SELECTED TEXT START

The Estelle and Melvin Gelman Library, more commonly known as Gelman Library, is the main library of George Washington University, and is located on its Foggy Bottom campus, at the corner of 22nd and H Streets. Along with the Eckles Library at the Mount Vernon Campus and the library at the George Washington University Virginia Campus, it is one of three major libraries of George Washington University. The Himmelfarb Health Sciences Library and the Jacob Burns Law Library also serve the university. The Gelman Library is a member of the Washington Research Library Consortium and the Association of Research Libraries.

The 7-story library was built in 1973 and was renamed the Gelman Library in 1980 after a contribution from the estate of Melvin Gelman, a local real estate developer and alumnus of the university. In 2010, after his wife, Estelle Gelman, died, the library was renamed Estelle and Melvin Gelman Library.

For most of the year, parts of the library are open 24 hours per day, seven days per week for use by students, faculty, and staff.

It contains over two million volumes.

It is constructed in the Brutalist architectural style. It features a concrete façade punctuated by windows that are divided by projecting vertical slabs.

The ground level contains a Starbucks.

==Notable collections==
The 7th floor contains:

- The National Security Archive, a research institution that publishes declassified files on foreign policy of the United States. It was a National Security Archive Freedom of Information Act request that eventually made the Central Intelligence Agency's so-called "Family Jewels" public.
- Special Collections – primary and secondary resources for researchers, as well as a large collection on Washington.
- Edward Kiev Judaica Collection – Includes the leading collection of modern Hebrew rare books, maps, and archival materials related to Judaic studies among universities in the Washington, D.C. area.
- Global Resource Center – numerous sources focusing on the 20th century to present day that analyze political, socio-economic, historical, and cultural aspects of countries and regions worldwide.

SELECTED TEXT END
DATA EXTRACT START

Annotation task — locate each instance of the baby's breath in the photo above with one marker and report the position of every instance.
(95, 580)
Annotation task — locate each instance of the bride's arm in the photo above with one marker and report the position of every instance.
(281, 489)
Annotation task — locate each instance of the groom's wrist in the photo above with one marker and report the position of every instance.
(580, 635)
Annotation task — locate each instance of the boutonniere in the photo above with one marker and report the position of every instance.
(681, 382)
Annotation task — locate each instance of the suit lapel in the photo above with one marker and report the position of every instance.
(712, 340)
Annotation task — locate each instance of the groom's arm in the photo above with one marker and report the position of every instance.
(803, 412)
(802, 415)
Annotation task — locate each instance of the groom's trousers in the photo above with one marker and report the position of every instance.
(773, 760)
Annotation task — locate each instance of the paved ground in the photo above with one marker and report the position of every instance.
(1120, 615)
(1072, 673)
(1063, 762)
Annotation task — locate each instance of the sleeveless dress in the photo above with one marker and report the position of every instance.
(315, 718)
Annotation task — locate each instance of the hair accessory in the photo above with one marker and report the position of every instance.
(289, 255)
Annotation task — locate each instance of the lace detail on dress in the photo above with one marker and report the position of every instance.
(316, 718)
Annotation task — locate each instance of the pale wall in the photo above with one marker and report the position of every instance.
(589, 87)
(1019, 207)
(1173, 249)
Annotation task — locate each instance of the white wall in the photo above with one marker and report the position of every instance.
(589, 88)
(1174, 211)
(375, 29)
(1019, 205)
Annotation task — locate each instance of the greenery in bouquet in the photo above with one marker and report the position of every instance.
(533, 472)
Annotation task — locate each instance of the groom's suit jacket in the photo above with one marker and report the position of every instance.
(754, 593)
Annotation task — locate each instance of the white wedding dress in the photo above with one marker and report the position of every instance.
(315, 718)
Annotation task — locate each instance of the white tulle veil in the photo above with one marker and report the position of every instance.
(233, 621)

DATA EXTRACT END

▶ _PROMPT 1_:
In the text about Gelman Library, rewrite the passage from "It contains over" to "projecting vertical slabs.", substituting "brick" for "concrete".
▶ _PROMPT 2_:
According to the text about Gelman Library, what does the National Security Archive publish?

▶ _ANSWER 1_:
It contains over two million volumes.

It is constructed in the Brutalist architectural style. It features a brick façade punctuated by windows that are divided by projecting vertical slabs.

▶ _ANSWER 2_:
Declassified files on foreign policy of the United States.